(Stored dataset items)
====

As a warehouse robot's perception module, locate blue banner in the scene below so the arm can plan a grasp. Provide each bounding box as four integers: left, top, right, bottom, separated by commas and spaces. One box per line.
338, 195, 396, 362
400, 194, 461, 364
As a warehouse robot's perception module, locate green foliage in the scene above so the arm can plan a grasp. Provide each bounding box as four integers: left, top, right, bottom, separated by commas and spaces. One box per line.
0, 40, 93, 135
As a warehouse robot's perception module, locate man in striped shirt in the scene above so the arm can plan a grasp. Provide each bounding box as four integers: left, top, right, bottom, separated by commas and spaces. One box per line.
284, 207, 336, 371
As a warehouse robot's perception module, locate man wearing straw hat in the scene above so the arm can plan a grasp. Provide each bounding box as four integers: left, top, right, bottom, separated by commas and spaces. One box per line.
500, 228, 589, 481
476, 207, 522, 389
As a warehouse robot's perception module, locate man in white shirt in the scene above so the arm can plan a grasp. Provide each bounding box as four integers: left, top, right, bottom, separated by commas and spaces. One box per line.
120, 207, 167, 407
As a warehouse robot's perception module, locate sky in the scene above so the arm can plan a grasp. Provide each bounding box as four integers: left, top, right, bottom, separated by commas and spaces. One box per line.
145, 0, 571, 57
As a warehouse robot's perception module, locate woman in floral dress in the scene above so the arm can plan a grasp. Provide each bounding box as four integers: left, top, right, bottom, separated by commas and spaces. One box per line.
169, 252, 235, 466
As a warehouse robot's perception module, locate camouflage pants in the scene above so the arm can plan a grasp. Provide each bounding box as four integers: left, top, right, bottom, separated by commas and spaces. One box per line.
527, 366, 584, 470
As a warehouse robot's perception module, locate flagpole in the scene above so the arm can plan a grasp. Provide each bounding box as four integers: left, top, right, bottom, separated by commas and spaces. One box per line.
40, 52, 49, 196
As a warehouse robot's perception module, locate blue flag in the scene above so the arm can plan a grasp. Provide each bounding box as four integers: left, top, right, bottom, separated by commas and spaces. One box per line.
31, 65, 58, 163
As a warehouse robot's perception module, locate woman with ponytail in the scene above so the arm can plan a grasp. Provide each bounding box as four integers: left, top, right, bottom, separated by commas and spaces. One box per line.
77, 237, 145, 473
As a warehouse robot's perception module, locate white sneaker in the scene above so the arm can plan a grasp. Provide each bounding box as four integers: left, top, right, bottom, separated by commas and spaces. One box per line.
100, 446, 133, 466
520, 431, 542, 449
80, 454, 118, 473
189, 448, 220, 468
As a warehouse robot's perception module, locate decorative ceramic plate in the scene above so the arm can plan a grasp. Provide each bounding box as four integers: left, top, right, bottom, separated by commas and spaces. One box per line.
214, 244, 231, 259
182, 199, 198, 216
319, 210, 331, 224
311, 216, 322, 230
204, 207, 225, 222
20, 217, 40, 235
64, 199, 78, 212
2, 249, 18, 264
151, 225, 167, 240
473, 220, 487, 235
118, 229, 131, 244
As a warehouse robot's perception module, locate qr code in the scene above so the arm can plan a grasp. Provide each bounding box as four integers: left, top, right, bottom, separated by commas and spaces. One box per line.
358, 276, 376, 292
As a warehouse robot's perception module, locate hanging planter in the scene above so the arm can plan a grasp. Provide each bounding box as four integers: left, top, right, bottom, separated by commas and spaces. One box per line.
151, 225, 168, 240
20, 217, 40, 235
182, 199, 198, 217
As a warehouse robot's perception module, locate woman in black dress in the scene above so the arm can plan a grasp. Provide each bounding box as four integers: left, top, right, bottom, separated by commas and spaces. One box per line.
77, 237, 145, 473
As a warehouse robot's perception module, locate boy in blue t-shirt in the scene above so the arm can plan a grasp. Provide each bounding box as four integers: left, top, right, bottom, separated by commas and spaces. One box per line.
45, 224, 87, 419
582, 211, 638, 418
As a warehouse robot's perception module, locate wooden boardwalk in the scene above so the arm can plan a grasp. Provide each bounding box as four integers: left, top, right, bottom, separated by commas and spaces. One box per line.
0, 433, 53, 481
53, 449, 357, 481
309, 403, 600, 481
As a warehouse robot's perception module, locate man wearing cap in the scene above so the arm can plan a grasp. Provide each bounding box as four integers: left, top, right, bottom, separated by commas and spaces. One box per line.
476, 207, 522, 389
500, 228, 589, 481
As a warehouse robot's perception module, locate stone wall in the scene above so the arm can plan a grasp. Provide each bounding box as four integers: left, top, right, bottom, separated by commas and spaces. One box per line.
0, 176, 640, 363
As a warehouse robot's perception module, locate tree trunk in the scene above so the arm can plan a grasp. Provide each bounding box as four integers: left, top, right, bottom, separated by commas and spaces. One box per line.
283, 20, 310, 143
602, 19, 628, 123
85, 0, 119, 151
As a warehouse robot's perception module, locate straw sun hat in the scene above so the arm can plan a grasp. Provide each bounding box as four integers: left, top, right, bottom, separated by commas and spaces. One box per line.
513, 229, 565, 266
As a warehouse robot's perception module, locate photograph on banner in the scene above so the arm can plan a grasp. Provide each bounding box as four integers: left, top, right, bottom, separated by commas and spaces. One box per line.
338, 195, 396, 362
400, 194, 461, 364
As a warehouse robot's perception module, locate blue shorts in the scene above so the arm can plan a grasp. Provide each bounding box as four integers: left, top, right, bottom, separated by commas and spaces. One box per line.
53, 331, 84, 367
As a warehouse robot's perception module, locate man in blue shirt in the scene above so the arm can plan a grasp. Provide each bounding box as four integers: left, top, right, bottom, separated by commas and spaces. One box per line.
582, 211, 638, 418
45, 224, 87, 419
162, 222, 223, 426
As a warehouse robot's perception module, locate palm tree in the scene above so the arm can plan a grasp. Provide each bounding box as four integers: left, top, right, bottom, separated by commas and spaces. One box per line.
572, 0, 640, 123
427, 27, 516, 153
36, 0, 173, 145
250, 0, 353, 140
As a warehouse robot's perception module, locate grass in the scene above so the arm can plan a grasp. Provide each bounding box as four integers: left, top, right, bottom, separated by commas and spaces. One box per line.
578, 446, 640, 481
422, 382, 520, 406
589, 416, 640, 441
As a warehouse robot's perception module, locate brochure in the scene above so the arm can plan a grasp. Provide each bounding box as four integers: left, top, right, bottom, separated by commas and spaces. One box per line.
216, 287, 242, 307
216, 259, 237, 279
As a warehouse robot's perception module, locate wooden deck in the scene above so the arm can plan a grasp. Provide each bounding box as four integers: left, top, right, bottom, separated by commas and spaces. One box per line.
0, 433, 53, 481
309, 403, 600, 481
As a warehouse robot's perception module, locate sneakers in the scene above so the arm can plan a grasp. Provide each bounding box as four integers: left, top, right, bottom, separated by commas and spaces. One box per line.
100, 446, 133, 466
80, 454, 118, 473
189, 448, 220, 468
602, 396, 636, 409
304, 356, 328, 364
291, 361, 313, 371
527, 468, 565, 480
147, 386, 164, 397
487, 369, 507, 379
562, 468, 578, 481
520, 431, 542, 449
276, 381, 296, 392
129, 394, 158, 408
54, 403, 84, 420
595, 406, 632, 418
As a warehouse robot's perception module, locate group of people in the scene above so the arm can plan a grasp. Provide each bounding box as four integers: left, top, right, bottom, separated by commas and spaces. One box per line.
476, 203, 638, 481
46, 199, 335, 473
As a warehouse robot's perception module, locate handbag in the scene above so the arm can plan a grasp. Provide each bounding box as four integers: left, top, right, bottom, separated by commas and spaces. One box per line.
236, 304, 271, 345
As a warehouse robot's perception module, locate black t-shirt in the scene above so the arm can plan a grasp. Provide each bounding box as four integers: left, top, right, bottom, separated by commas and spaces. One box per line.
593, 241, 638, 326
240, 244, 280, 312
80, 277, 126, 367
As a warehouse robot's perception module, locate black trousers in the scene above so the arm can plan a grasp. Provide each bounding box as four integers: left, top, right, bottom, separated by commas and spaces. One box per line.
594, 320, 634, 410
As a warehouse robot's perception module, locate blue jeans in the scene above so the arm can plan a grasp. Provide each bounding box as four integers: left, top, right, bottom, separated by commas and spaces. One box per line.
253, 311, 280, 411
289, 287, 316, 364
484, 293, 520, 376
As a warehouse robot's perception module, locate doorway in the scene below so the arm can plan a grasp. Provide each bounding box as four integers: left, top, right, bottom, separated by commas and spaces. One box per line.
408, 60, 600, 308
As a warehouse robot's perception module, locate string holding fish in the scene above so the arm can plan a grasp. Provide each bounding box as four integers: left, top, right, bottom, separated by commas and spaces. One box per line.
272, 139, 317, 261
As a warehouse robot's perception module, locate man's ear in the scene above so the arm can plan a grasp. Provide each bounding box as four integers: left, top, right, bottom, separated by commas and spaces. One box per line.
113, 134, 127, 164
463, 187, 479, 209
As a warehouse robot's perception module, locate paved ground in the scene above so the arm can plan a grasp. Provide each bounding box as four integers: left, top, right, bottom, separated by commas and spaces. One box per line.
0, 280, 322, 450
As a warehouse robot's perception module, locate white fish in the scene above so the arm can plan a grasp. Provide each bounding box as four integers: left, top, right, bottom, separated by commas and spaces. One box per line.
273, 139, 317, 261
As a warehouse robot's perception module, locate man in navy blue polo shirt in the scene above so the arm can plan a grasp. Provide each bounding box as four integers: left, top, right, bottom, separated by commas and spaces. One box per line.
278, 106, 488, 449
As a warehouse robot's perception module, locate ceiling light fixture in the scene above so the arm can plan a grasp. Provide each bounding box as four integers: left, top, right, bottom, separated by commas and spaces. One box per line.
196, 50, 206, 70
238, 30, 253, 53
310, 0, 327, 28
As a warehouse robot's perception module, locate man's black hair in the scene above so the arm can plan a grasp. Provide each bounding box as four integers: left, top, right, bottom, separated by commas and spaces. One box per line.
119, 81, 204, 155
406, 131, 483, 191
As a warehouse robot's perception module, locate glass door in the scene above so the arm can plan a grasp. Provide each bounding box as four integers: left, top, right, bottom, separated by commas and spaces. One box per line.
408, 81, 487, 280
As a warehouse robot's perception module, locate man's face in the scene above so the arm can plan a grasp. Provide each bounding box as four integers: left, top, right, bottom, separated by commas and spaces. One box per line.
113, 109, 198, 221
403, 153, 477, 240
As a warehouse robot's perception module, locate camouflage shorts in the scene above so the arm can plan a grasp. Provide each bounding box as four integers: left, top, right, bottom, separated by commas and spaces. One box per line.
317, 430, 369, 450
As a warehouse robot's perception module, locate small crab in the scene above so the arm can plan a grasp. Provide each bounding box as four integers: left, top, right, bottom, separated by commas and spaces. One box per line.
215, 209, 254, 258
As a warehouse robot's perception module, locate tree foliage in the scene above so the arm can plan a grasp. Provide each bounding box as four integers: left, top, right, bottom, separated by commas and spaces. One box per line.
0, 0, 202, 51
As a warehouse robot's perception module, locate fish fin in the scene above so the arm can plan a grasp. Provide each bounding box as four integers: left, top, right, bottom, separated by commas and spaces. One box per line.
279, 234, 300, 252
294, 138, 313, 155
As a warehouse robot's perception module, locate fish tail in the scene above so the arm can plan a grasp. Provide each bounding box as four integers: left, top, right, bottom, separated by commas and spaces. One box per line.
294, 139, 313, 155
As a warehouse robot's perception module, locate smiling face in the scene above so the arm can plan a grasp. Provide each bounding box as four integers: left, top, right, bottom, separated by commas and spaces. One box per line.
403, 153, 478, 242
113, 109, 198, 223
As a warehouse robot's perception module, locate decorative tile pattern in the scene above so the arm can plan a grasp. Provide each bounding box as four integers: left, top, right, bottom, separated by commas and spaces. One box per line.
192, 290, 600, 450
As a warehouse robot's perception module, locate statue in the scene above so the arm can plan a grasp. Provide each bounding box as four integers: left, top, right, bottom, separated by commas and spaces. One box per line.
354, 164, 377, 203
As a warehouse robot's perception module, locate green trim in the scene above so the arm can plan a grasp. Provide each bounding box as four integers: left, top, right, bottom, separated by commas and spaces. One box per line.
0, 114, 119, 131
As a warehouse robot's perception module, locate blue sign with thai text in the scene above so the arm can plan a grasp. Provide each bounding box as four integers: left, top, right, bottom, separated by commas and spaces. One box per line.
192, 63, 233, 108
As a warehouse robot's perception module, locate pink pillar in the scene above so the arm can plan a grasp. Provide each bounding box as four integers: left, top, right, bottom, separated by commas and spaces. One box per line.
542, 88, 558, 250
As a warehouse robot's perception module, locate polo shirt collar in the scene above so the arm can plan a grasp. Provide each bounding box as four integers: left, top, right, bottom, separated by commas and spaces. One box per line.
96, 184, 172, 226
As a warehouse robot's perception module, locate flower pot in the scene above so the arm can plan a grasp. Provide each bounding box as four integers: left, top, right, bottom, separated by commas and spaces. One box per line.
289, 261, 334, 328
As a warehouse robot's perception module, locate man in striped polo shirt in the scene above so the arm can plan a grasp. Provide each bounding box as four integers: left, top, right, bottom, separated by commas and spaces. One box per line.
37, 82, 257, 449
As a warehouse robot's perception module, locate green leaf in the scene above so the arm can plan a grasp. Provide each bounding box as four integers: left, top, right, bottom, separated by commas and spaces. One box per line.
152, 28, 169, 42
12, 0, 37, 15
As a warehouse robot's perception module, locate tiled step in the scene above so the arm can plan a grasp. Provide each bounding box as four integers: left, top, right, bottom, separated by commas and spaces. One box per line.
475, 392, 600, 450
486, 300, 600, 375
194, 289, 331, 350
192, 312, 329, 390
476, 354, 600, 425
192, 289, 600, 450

====

### YOUR OBJECTIVE
Write out again, exactly, the lines from the one holding "As a warehouse robot's perception module, locate pink" through the end of the listing, with both ends included.

### ANSWER TO THE TASK
As a warehouse robot's perception module, locate pink pillar in the scene above so the arm can plan a grasp. Provide each bounding box as four integers: left, top, right, bottom, separated by commas and spaces. One box per line.
542, 88, 558, 250
As a warehouse robot's perception module, locate polo shirt collar in the scene above so the arm can plan a grasp. Provide each bounding box as four integers: left, top, right, bottom, separated by commas and spaces. One box per line.
96, 184, 172, 226
As a warehouse robot's perception module, locate flower pot in the scene above so the arm can plan a grasp. Provide each bounding box as four integers: left, top, right, bottom, separated by commas and spaces. One box per line.
289, 261, 334, 328
As a warehouse robot's perception module, locate man in striped polo shirt in the scene above so the arm can plan a grasp. Provide each bounding box as four integers: left, top, right, bottom, separated by commas and spaces. One box per line.
37, 82, 257, 449
As a warehouse robot's perception module, locate green leaf in the scene above so the arm can plan a grasp. Provide each bounding box as four integers: left, top, right, bottom, separated by commas and spaces. One box per line.
152, 28, 169, 42
12, 0, 37, 15
As a warehouse robot's perception module, locate tiled step in the scene above so the arm can plan a grasp. Provide each bounding box as four integers: left, top, right, bottom, separated by commas and spaces. One box per line.
475, 392, 600, 450
486, 300, 600, 375
194, 289, 331, 350
192, 312, 329, 390
476, 354, 600, 425
192, 289, 600, 450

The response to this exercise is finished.